--- ПРЕДЛОЖЕННЫЙ ОТРЫВОК ---

Феномен Евгении Герцык на фоне эпохи - Наталья Константиновна Бонецкая
Шрифт:
Интервал:
Закладка:
«“Богочеловек и Человекобог – одно и то же”, как одно и то же – две противоположные религиозные бездны, вверху и внизу, небо и земля, дух и плоть»[337], – сочувственно цитирует Бердяев пионера «нового религиозного сознания» Д. Мережковского, в диалоге с которым формируется и его собственная позиция. Мережковский внял призыву Ницше к переоценке основоположных для человечества ценностей и на свой лад истолковал ницшевскую интуицию определенного тождества добра и зла. Он придумал образ духовно-этической сферы, где движение из центра вверх рано или поздно с неминуемостью приведет в самую нижнюю ее точку, и наоборот – «нижняя» бездна обернется «верхней».

--- ПРЕДОСТАВЛЕННЫЙ ЛИСТИНГ ---

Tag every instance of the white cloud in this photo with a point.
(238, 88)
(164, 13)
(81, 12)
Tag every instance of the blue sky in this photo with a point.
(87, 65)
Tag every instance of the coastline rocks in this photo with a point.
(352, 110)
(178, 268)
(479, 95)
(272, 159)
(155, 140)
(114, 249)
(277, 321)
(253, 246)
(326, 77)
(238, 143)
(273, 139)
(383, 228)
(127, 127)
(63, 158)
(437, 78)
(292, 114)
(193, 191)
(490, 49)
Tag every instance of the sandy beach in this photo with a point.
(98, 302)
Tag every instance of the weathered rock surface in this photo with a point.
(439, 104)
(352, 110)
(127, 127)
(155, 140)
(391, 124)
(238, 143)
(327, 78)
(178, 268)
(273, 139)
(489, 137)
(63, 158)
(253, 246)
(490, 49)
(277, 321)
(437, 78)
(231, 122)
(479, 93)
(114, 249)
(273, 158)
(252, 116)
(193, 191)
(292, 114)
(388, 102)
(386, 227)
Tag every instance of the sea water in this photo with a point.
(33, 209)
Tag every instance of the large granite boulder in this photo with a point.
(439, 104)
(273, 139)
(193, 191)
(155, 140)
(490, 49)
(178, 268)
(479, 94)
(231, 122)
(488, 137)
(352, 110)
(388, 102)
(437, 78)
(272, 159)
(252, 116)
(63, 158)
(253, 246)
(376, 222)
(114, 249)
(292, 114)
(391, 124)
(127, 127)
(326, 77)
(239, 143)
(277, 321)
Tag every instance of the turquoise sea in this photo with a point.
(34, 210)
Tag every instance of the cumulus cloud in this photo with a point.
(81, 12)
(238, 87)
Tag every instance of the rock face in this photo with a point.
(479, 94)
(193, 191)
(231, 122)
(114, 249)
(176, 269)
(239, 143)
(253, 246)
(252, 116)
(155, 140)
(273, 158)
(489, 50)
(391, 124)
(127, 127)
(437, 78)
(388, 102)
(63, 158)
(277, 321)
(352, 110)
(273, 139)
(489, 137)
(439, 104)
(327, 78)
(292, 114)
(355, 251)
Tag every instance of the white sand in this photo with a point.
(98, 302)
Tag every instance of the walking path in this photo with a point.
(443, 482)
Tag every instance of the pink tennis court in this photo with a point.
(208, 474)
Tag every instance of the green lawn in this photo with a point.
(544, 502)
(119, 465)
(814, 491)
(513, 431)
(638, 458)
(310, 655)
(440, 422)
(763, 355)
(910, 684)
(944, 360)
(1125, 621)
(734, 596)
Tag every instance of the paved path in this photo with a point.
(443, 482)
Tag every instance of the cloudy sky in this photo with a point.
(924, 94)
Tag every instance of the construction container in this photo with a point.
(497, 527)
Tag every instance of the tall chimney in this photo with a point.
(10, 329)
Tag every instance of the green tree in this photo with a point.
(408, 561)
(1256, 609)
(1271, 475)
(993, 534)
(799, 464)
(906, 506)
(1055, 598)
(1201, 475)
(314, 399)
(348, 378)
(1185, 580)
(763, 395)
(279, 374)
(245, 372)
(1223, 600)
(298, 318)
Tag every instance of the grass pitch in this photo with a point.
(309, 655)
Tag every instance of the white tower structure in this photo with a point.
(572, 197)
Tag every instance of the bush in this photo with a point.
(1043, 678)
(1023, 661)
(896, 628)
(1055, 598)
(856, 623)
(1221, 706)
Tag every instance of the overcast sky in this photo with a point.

---

# ЗАДАНИЯ
a) Чьему призыву к переоценке ценностей, по словам отрывка, внял Мережковский?
b) Перепишите строки листинга в виде нумерованного списка без пустых строк. Начните со строки, в которой есть «Tag every instance of the green tree», и закончите последней строкой листинга.

# ОТВЕТЫ
a) Призыву Ницше.

b)
1. Tag every instance of the green tree in this photo with a point.
2. (408, 561)
3. (1256, 609)
4. (1271, 475)
5. (993, 534)
6. (799, 464)
7. (906, 506)
8. (1055, 598)
9. (1201, 475)
10. (314, 399)
11. (348, 378)
12. (1185, 580)
13. (763, 395)
14. (279, 374)
15. (245, 372)
16. (1223, 600)
17. (298, 318)
18. Tag every instance of the grass pitch in this photo with a point.
19. (309, 655)
20. Tag every instance of the white tower structure in this photo with a point.
21. (572, 197)
22. Tag every instance of the bush in this photo with a point.
23. (1043, 678)
24. (1023, 661)
25. (896, 628)
26. (1055, 598)
27. (856, 623)
28. (1221, 706)
29. Tag every instance of the overcast sky in this photo with a point.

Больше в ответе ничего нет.